**INSTRUCTIONS FOR THE TASK**.
Only the lines from the start of the entries up to and including the line with "Target: snowy field" should be written out, exactly as they stand.

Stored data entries
BEGIN

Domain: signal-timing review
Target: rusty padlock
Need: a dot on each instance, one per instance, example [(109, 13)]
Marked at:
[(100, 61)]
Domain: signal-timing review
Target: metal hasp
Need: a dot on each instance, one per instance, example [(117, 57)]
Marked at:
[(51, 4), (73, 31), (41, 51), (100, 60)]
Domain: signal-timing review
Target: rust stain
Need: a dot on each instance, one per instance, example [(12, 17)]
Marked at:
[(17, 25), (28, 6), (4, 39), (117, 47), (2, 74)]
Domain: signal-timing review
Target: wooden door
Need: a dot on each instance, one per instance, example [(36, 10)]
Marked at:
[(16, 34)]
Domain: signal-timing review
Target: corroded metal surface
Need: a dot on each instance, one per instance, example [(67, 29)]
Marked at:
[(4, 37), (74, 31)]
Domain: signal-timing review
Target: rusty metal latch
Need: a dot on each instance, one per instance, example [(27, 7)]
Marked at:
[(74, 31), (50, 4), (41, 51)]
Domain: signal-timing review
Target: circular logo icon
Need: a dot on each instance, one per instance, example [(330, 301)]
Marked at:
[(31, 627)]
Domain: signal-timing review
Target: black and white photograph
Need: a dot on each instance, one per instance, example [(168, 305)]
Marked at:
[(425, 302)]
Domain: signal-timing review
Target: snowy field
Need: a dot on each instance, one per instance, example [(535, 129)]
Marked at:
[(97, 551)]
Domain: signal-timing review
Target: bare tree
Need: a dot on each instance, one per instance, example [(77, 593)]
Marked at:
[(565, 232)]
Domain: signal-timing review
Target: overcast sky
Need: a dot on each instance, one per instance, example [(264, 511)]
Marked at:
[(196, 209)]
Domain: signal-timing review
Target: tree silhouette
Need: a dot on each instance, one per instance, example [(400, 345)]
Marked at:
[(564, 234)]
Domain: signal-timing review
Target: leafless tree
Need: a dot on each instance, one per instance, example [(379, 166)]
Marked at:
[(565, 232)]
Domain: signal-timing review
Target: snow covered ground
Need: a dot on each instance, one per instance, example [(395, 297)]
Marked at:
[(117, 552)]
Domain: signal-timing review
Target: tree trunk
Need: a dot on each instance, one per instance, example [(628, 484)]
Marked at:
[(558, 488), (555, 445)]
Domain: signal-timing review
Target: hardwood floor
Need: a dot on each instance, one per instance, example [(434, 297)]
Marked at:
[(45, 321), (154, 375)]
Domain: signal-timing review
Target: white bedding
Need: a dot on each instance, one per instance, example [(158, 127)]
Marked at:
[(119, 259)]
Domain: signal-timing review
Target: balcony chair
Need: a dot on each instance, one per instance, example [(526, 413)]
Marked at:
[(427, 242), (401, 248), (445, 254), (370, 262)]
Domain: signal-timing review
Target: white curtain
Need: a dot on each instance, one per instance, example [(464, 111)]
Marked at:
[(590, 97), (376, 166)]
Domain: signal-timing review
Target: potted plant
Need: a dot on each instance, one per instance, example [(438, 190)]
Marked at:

END

**RESPONSE**.
Domain: signal-timing review
Target: rusty padlock
Need: a dot on each instance, one per instance, example [(109, 13)]
Marked at:
[(100, 61)]
Domain: signal-timing review
Target: metal hasp
Need: a dot on each instance, one per instance, example [(117, 57)]
Marked at:
[(51, 4), (73, 31), (41, 51), (100, 60)]
Domain: signal-timing review
Target: rust stain
Need: a dot on each instance, one per instance, example [(12, 17)]
Marked at:
[(17, 25), (28, 6), (4, 39), (117, 47), (2, 74)]
Domain: signal-timing review
Target: wooden door
Need: a dot on each instance, one per instance, example [(36, 10)]
Marked at:
[(16, 34)]
Domain: signal-timing review
Target: corroded metal surface
Need: a dot on each instance, one per instance, example [(67, 29)]
Marked at:
[(4, 37), (74, 31)]
Domain: signal-timing review
Target: rusty metal latch
Need: a dot on each instance, one per instance, example [(27, 7)]
Marked at:
[(74, 31), (50, 4), (41, 51)]
Domain: signal-timing review
Target: circular logo icon
Need: a dot on each instance, one per instance, example [(330, 301)]
Marked at:
[(31, 627)]
Domain: signal-timing review
Target: black and white photograph
Need: a dot on each instance, one per instance, example [(168, 305)]
Marked at:
[(425, 302)]
Domain: signal-timing review
Target: snowy field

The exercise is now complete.